▶ YOUR GOAL
Format the records below as a Markdown table with two columns, Row and Line. Number each nonblank line in order and leave out any blank lines.

▶ MATERIAL

****************

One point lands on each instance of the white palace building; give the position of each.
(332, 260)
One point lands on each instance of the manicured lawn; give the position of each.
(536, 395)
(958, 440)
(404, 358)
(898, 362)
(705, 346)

****************

▶ OUTPUT OF THE TASK
| Row | Line |
|---|---|
| 1 | One point lands on each instance of the white palace building; give the position of each. |
| 2 | (332, 260) |
| 3 | One point lands on each instance of the manicured lawn; give the position of each. |
| 4 | (536, 395) |
| 5 | (958, 440) |
| 6 | (404, 358) |
| 7 | (898, 362) |
| 8 | (705, 346) |